Given data Start Marker
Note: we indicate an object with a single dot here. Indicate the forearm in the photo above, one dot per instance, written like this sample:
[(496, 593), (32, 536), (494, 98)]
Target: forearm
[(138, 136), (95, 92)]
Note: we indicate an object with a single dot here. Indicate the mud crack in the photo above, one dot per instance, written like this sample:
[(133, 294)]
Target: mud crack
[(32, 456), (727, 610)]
Given data End Marker
Given data Start Marker
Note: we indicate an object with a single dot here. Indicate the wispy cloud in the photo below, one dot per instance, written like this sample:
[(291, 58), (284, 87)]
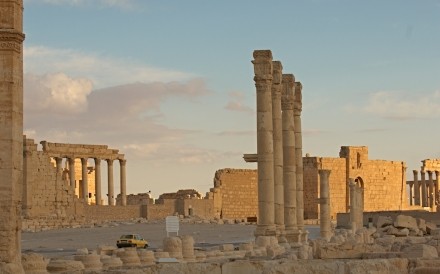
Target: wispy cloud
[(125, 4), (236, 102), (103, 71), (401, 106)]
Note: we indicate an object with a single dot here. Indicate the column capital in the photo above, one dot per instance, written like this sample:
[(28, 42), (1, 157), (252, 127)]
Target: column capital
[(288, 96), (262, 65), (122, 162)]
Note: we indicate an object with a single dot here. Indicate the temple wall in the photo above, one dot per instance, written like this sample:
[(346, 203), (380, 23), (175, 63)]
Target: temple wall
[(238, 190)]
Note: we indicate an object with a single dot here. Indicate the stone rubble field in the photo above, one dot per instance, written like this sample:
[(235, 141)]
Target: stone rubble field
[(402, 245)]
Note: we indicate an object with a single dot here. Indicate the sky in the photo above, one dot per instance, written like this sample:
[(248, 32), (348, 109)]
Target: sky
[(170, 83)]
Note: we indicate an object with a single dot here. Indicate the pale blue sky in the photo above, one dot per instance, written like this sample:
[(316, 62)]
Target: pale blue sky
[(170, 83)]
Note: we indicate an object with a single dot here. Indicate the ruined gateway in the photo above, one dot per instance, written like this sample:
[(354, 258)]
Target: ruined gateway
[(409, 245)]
Given data End Marker
Problem to solve:
From the records above, copy only the lines running from the line containing "Indicate the wispy" to the line containing "[(316, 62)]", both ends included. Leave the pictures out.

Answer box:
Note: we indicate an object with a single dot here. Indicate the wispy cloud in the photo below, one dot per instance, written like this sample:
[(291, 58), (284, 87)]
Target: wispy cloud
[(125, 4), (236, 102), (103, 71), (401, 106)]
Note: we indicate an object with a single dot here. Indicate the column capital in the photo above, one dot per instance, written like this sample:
[(28, 42), (1, 157), (252, 127)]
Target: column capital
[(288, 96), (262, 65), (122, 162)]
Note: we indicate an object with a single dot here. Indicate the temple wall in the photo above, one dot per instance, written like this sample:
[(346, 203), (380, 23), (175, 63)]
Target: temple wall
[(238, 190)]
Note: we indicate an object with a single dot here. Indicate the stone rubble field in the photo above, one dot per instance, written like this sample:
[(235, 141)]
Target: stone rubble field
[(402, 245)]
Note: we indicate an object with a single dot here. Indicate the sky in the photo above, one dot per instance, written like this sample:
[(248, 32), (348, 109)]
Target: sky
[(170, 83)]
Note: we indicate an object with a single dot here. Indicate the pale blue sky in the photo above, one dot per instance, written like this sample:
[(316, 62)]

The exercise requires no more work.